- **Written instruction**
Please pick up the podcast episode description about shame below and continue it from its last sentence.

- **Excerpt to read**
In this episode of Normalize The Conversation, Francesca Reicherter sits down with David and Jessica, authors of From Shame to Love: Using Parts Work, to unpack how shame quietly shapes our emotions, self-talk, and relationships. Together, they explore why so many people feel wrong for feeling sad and wrong for feeling happy — and how that internal conflict leads to shutdown, people-pleasing, defensiveness, or self-criticism.
This conversation breaks down the Shame Triangle — the dynamic between the inner critic, shame, and coping strategies — and explains how these patterns form through family messages, culture, productivity pressure, and early experiences that seemed small at the time but left a lasting imprint. You’ll hear how shame can make joy feel unsafe, turn ambition into self-doubt, and convince you that your emotions are “too much” or “not enough.”

- **Provided information**
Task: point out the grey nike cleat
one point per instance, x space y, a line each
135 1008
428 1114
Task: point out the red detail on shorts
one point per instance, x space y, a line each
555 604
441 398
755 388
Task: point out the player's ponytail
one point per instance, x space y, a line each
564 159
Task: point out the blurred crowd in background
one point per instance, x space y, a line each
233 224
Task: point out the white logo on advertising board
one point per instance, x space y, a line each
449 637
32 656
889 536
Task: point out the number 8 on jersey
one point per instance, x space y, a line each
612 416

- **Response to this exercise**
Rather than pathologizing emotions, this episode offers a compassionate framework for understanding why your nervous system reacts the way it does — and how to create more space, choice, and self-trust. David and Jessica introduce the idea of shifting from an inner critic to an inner coach, and explain how parts work can help you relate to yourself with more clarity and kindness instead of judgment.
This episode is for you if:
You feel guilty for resting, celebrating, or feeling proud
You struggle with shame, self-blame, or harsh inner dialogue
You shut down, people-please, or get defensive in relationships
You want to understand your emotions without labeling them as “bad”
You don’t need to fix yourself — you need a new relationship with the parts of you that learned to survive.